**** Zu lesender Text
Nun macht Jena Schlagzeilen - in Europa. Die britische BBC, der London Observer, die französische Le Monde berichten. Das lokale Blatt "The Town Talk" schreibt: "Die Schwierigkeiten in Jena sind nicht einzigartig. Ganz und gar nicht. Das macht die Probleme hier nicht kleiner, aber es erinnert den Rest der Welt daran, dass Jena nicht alleine ist. Rassismus ist mit uns allen. Ja, die Welt schaut auf Jena und die 'Jena Six', aber die größere Wahrheit ist: Wir müssen uns ändern, wir müssen dafür arbeiten - alle von uns". Nüchtern wie selten ziehen allmählich einige nationale US-Medien nach.
********
**** Gezeigtes Material
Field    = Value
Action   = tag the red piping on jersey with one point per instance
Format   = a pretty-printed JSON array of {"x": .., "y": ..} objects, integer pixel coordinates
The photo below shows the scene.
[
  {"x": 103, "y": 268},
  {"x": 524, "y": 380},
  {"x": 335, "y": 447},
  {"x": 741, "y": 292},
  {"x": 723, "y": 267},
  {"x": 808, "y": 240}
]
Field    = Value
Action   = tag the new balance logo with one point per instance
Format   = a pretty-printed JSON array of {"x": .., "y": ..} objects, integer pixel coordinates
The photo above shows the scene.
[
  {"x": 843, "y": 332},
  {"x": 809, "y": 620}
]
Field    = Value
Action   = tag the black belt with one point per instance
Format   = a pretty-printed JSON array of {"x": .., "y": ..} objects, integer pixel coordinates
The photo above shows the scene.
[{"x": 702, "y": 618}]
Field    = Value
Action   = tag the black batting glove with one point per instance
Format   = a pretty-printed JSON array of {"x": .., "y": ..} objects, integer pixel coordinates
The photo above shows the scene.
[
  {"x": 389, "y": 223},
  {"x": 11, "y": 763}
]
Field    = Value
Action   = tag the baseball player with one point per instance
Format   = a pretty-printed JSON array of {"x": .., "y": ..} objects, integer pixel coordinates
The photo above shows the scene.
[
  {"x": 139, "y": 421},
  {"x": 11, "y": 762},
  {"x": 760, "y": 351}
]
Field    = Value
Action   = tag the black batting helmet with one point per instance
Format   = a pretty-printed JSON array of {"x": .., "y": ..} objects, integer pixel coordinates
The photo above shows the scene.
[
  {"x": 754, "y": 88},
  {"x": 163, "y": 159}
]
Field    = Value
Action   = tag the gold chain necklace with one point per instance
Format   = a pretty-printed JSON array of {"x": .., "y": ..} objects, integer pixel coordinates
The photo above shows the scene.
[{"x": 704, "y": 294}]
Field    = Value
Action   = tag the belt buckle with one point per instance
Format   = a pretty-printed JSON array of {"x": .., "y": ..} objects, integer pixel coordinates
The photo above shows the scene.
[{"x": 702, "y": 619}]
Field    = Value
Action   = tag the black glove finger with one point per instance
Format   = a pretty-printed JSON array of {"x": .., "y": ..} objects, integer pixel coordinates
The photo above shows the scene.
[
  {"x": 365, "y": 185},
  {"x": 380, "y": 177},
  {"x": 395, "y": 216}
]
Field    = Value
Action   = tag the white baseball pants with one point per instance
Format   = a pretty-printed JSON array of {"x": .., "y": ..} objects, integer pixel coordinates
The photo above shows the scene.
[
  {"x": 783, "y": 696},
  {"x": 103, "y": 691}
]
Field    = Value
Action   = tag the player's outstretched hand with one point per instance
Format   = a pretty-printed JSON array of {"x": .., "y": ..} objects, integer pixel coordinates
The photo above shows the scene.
********
Zu erledigen:
1 – Übertragen Sie einen Abschnitt aus dem Text über die Berichterstattung zu Jena wortgetreu. Beginnen Sie bei den Worten „Nun macht Jena“ und hören Sie nach „nationale US-Medien nach.“ auf.
2 – Nehmen Sie den Text über die Berichterstattung zu Jena dort auf, wo er endet, und führen Sie ihn weiter.

Gelöste Aufgaben:
1 –
Nun macht Jena Schlagzeilen - in Europa. Die britische BBC, der London Observer, die französische Le Monde berichten. Das lokale Blatt "The Town Talk" schreibt: "Die Schwierigkeiten in Jena sind nicht einzigartig. Ganz und gar nicht. Das macht die Probleme hier nicht kleiner, aber es erinnert den Rest der Welt daran, dass Jena nicht alleine ist. Rassismus ist mit uns allen. Ja, die Welt schaut auf Jena und die 'Jena Six', aber die größere Wahrheit ist: Wir müssen uns ändern, wir müssen dafür arbeiten - alle von uns". Nüchtern wie selten ziehen allmählich einige nationale US-Medien nach.

2 –
Mitte Juli reist Bundesstaatsanwalt Donald Washington nach Jena. Das Justizministerium und die Bundespolizei FBI veranstalten dort ein vierstündiges Bildungs-Forum. Washington sagt "The Town Talk", er wolle einige herumgeisternde Fehlinformationen aufklären und interessierten Bürgern ihre Rechte erläutern. Er betont, das FBI stufe die Galgenstricke eindeutig als Hass-Delikt ein. Für solche Verbrechen sei die Bundesjustiz zuständig. Aber die Galgenstricke wurden ja gar nicht angezeigt, was Washington "aufrichtig, aufrichtig" bedauere. Zugleich seien die mutmaßlichen Täter aber Jugendliche. Und die Bundesjustiz klage selten Jugendliche an, und wenn, dann unter Ausschluss der Öffentlichkeit. Und alle anderen möglichen Delikte in dieser Angelegenheit seien Sache der Justiz in Louisiana, sagt Washington auf dem laut Lokalzeitung "proppevollen" Bildungs-Forum. Aber generell müsse der Vorwurf selektiver Verfolgung unzweifelhaft bewiesen werden. Und es gebe eben weder eine Anzeige noch schriftliche Beweise, dass etwa Bezirksstaatsanwalt Walters entschieden habe, eine Gruppe von Leuten anders zu behandeln als eine andere Gruppe von anderen Leuten. "Aber", sagt Washington, "ich denke, die meisten Leute hier sind guten Glaubens und haben ein Interesse, dieses Thema zu lösen. Ich denke, die Leute würden gerne eine andere Lösung sehen, als die gerichtliche Verfolgung dieser schwarzen Kinder."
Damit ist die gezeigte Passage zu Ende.